• [Records]
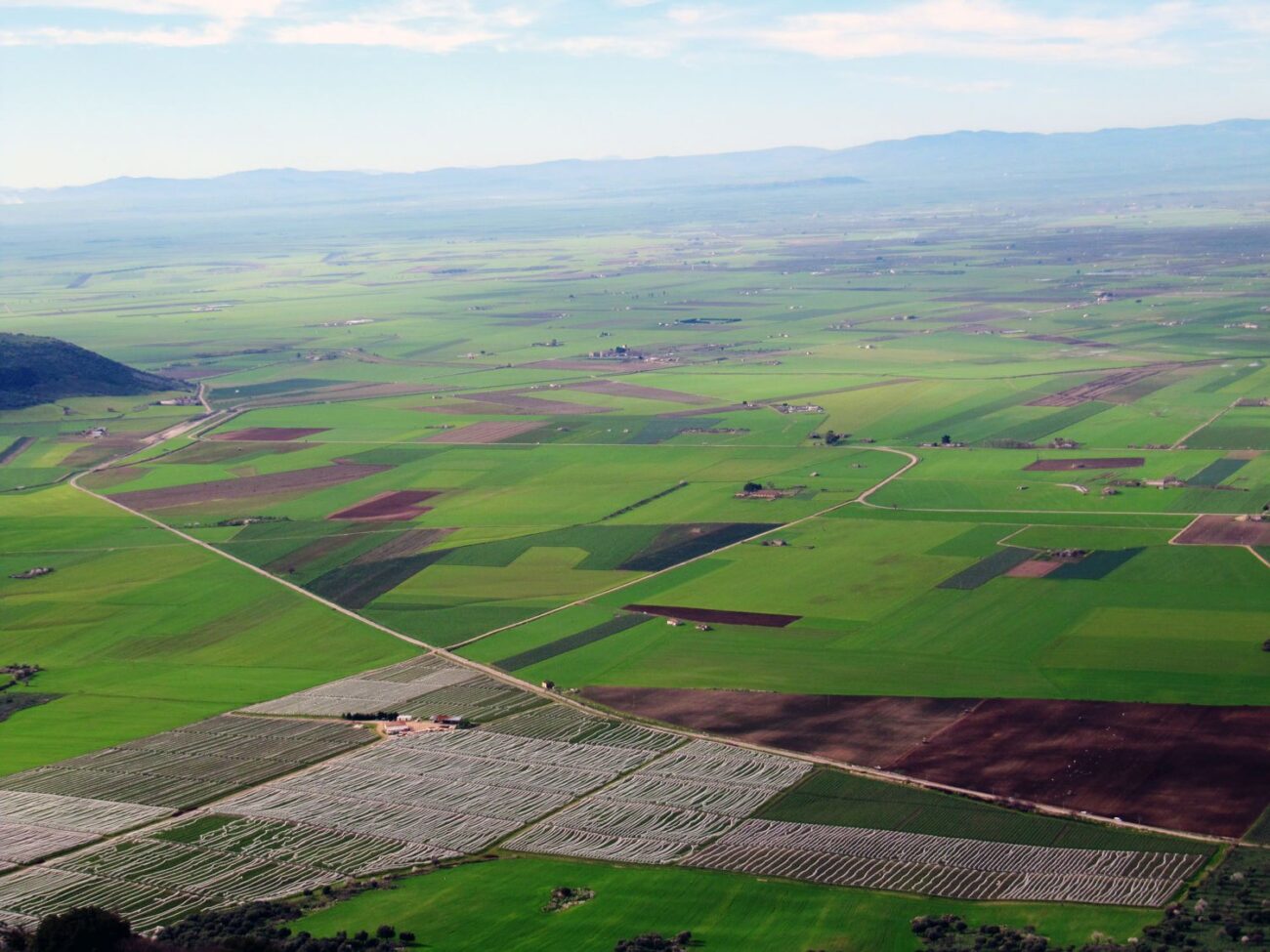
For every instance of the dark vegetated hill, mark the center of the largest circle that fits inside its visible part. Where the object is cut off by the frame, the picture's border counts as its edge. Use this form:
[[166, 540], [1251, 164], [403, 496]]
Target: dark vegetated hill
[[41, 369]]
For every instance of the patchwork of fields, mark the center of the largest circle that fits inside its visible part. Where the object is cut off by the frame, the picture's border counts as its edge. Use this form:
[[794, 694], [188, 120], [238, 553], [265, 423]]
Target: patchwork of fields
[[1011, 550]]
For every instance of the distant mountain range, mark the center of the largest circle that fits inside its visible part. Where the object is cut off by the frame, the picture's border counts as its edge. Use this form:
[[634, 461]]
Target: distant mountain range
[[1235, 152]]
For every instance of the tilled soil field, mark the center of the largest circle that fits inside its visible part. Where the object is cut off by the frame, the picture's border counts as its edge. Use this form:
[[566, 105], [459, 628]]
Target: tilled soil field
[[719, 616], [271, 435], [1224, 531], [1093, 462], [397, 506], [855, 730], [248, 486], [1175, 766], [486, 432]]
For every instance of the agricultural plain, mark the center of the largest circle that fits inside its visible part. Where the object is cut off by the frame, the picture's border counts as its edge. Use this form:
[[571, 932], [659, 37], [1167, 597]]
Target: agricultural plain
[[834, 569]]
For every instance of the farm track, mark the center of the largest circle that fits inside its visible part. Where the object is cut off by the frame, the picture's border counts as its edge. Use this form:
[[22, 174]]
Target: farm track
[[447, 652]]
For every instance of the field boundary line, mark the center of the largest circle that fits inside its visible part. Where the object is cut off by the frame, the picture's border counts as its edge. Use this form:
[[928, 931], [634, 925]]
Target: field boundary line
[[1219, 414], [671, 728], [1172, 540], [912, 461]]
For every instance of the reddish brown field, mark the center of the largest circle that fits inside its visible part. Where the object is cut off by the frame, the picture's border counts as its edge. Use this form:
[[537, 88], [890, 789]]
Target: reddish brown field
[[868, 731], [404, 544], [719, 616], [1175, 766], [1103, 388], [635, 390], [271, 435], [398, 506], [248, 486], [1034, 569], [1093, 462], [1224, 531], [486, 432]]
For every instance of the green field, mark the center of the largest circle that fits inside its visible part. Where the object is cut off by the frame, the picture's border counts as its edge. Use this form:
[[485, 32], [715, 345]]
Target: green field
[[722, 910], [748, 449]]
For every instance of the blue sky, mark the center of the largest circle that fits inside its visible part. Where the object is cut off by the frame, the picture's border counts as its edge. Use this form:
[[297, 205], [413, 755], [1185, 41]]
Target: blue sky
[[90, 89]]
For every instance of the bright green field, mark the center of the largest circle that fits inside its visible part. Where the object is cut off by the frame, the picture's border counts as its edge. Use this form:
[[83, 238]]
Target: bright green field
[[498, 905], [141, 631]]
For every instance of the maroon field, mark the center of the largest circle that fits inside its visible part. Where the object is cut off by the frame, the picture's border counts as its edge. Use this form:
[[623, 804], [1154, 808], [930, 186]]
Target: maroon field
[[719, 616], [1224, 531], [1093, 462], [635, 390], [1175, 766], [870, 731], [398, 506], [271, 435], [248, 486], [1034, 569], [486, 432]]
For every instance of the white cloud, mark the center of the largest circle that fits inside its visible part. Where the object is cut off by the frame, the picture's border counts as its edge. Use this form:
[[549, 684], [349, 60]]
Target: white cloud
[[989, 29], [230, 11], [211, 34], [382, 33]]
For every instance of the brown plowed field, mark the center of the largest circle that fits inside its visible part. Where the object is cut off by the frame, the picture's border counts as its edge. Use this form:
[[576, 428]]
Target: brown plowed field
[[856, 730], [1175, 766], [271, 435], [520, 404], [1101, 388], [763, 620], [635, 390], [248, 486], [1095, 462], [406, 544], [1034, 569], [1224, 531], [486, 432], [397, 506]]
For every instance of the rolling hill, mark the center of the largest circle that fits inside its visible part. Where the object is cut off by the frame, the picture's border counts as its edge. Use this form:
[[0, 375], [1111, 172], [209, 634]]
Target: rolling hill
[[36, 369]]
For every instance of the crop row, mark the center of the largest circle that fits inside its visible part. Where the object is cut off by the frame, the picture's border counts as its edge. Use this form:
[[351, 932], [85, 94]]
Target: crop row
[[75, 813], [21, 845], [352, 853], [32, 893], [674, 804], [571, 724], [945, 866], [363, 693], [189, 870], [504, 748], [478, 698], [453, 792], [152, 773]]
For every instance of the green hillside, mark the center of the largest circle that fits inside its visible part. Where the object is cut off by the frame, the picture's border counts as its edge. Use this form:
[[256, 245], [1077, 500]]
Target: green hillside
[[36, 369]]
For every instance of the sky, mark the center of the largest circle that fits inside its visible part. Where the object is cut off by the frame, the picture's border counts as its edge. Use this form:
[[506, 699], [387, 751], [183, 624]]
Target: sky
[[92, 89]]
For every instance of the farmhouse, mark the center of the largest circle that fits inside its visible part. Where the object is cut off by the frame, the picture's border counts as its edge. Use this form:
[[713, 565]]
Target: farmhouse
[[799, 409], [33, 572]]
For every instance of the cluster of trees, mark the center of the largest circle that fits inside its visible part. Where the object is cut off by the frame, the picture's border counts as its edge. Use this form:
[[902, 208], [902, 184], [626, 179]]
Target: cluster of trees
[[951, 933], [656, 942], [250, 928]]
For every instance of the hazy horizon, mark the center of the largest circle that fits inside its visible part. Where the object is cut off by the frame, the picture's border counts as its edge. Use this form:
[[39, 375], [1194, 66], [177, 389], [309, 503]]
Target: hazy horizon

• [What is required] Write out the listing again, beginning at its start and stopping after the line that contains "[[41, 369]]", keeping every line but increasing each coordinate in the answers by 32; the sample forms stay unchanged. Leave the pictures out.

• [Solution to the problem]
For every instance of the dark vegetated hill, mark the center of the largest circle that fits inside its visible part. Where the object is cut off by the frame, the picture's border counts as its edge. Use this form:
[[166, 540], [1251, 164], [403, 496]]
Target: dark vegetated hill
[[73, 401]]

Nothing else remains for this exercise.